** Work to be completed **
Look through the data below and count each line where the word "hull" appears. Reply with the count alone.

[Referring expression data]
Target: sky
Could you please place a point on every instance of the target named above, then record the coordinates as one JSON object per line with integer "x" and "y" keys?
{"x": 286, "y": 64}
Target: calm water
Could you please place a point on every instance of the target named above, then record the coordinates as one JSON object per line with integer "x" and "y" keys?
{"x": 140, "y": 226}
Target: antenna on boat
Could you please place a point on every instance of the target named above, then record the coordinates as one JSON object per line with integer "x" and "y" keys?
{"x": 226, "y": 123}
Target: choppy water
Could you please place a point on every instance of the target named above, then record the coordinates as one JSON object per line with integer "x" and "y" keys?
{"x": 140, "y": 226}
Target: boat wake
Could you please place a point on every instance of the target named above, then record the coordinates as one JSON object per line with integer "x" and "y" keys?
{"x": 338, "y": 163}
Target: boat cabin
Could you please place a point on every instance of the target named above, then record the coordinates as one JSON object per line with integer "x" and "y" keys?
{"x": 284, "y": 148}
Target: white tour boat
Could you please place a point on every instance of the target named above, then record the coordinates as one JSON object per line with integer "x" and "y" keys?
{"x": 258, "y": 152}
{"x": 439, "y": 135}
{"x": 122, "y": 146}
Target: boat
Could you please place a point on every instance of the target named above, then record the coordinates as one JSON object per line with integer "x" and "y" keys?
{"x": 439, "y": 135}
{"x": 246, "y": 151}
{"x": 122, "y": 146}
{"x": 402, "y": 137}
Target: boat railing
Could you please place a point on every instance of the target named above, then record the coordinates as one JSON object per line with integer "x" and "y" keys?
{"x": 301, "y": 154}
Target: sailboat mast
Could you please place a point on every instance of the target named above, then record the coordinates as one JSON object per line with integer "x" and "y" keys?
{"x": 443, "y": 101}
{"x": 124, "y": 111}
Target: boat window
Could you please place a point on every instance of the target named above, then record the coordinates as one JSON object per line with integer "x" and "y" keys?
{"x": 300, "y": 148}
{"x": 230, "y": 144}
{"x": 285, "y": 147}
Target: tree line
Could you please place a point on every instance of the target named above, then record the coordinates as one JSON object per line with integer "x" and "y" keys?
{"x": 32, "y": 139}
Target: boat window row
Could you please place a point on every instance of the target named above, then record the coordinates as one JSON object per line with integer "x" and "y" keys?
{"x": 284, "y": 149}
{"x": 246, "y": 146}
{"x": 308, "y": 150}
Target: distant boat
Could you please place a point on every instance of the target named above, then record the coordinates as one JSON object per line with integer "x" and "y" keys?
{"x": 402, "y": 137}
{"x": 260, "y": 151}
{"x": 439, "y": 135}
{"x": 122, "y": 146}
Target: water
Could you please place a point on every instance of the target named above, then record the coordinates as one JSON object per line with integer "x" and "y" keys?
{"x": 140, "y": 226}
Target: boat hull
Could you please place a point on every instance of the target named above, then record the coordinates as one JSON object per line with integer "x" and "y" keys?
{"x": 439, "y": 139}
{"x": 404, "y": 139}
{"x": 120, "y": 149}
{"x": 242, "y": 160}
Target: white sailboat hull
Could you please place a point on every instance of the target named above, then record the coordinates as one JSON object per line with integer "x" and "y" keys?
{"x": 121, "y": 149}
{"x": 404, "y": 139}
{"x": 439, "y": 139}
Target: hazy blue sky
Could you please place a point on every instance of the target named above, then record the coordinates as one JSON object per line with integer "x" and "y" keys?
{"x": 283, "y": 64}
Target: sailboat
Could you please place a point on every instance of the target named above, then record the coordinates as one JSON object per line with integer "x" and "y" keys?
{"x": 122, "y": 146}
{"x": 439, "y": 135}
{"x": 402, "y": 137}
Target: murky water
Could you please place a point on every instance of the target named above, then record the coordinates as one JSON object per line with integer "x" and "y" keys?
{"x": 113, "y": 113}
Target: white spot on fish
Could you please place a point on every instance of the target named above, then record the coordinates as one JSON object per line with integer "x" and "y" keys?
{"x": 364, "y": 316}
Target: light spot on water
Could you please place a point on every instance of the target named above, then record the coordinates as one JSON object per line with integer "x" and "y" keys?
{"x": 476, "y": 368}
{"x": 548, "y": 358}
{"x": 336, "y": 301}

** Answer to the exercise **
2